REQUIRED TASK: Extend the comment thread about money and dating, writing what comes after its final comment.

I am late to the party, but my ex didn't exactly push me, but was reason why I started thinking more of a long-term and to achieve more in my career, to really push myself. Still an ex though, but you gain some, you lose some.
Yeah now women don’t build anything they just sit at the finish line and fvck the winner.
I would feel so uncomfortable asking a guy what's his money like in his bank account. You just getting to know someone. These women aren't your everyday women. Normal women do not ask these types of questions on a first date.
Yeah, that's super rude. Any normal guy would run after that kind of question
I can't even imagine. That is engagement info only.
@@jjj4n4any normal person, man or woman would be like wtf? 😂
that's wild to me. it's no one's business!! and what...he's gonna have a bunch in his account and you're gonna swoon and marry him and then....heaven forbid he loses his job, his health, etc. and that money is no longer there. you just gonna up and leave? it's sick, honestly.
The type of man that could be comfortable with that question on a first date is probably looking for a transactional “relationship,” if you can call it that. He is probably not looking to build a life with that woman as a monogamous partner
I love this guy, taylor . He's such a sweet heart. The world needs more calm, friendly people with a good world view.
All of this is so crazy. I am in an incredible relationship; when we met he drove a piece of shit car, had no money and now he makes 80,000 a year which affords me to stay home and raise our beautiful daughter. Beyond grateful for him and his daily hard work. I love to look back and remember how far we've come.
Your partner is a lucky man. Too many times I've had my partners leave because I've slipped on my way up. Im on equal footing with your gentleman now, and I often wonder how it'd be if one person said they'd believed 🤷♂️
Look at that, under 100K and you can afford to stay home with the kids, but some girls dating now think 100K is entry level income lol. God bless you both and best wishes to your family's continued success.
Mine was a PFC and didn't have a car. We are now solid, 26 yrs...

INFORMATION PROVIDED:
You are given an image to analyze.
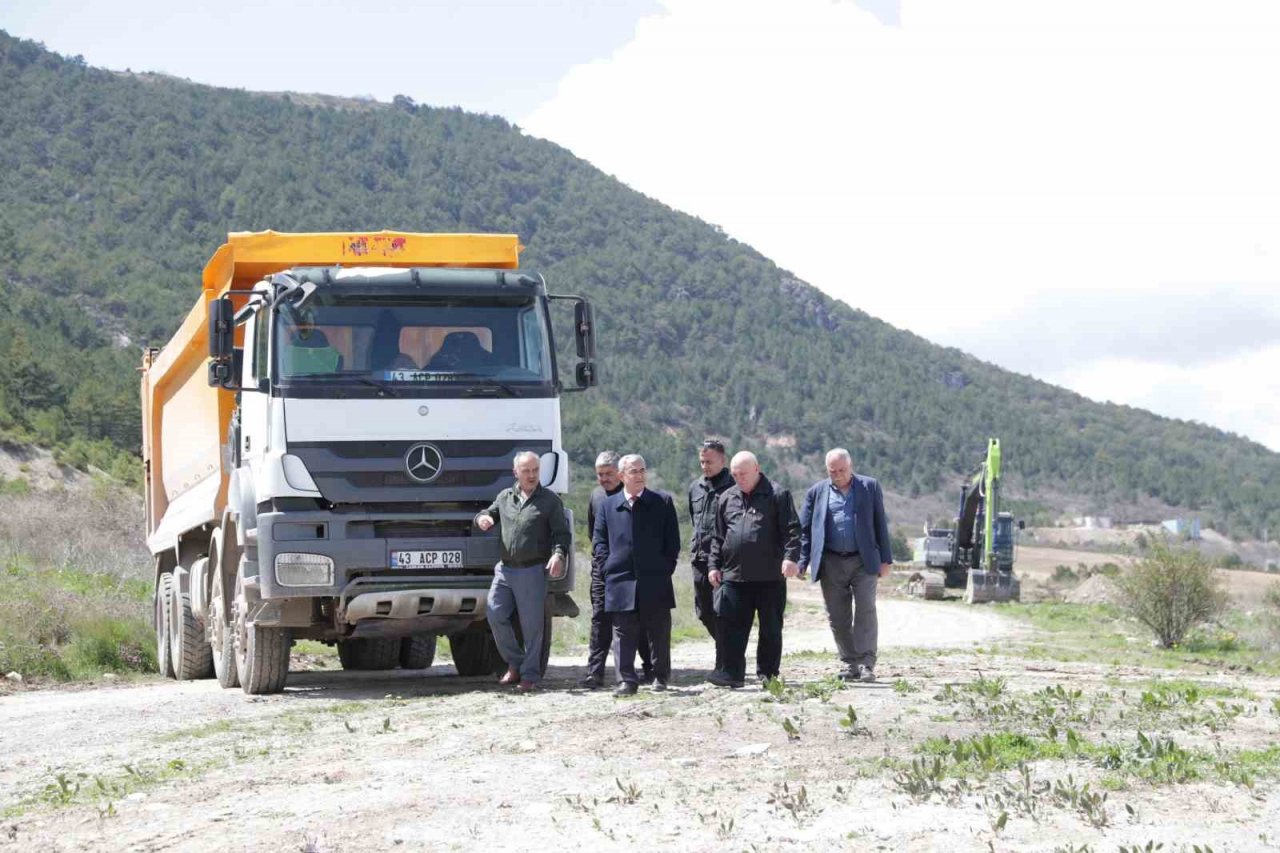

RESPONSE TO THE EXERCISE:
Same! My husband drove an old ragged ranger truck that was insanely loud because someone had stolen the catalytic converter. Fast forward 11 years, he bought me my dream home, the car I’ve always wanted, and I stay at home to raise our 2 kids and home school. He treats me like gold and he is very faithful.
Good to see some of us aren’t so shallow!!
how tf are you all living on 80k a year…..
When I started dating my husband at 20 (he was 23) he was making half of what I was making. Less then 5 years later I was a married stay at home mom & my husband was making 10x I was. Correctly 14 years later we are very happily married, living in our dream home, & my husband is a doctor. Please don’t listen to these vapid woman, especially if he is ambitious and goal oriented. 💕💖
When I met my husband he was just getting his painting business off the ground and drove a old work van. He said he knew I was the one when I didn’t care (he’s half kidding of course) today we have two kids, a third on the way. I am a full time stay at home mom, raising and home educating our kids and last year he bought us our first home and we rennovated. He is a involved, wonderful and supportive father and partner. Thanks to any women that may have passed him up due to his van 😘
That is sincerely so lovely to hear!🥰 Congratulations on your first home, as well!
Healthy attitude! I'd much rather have a partner who I could renovate our home with, than someone who had money, but no real life skills. Money can go away, for a multitude of reasons, but skills are for life! Congratulations, you two. Seems like you've both won the love/life lottery. Great example for your kids, as well. Super WIN-WIN-WIN!! 👍
👏🎉❤
Congrats!! That’s awesome :))
Giving me hope lol.
The second woman said " you can't afford my bills". Is that what she's bringing to the table? Your bills.
You forgot her attitude. Quite the catch now!
@williamezechel6023 Why do women think that's a brag. As Ric Flair once said, "I spend more on spilled liquor than you make in a year." Now that is how you brag about money, girls.😛
Considering she ate everything else on the table....
My parents used to peel my oranges for me and pay all my bills. These children masquerading as women want a parent, not a partner.
What about the men that want a slave that works full time outside and in the house? 🤡
The irony is that the same women say the same thing about men wanting a "mommy", not a wife.
A-fuckin-men!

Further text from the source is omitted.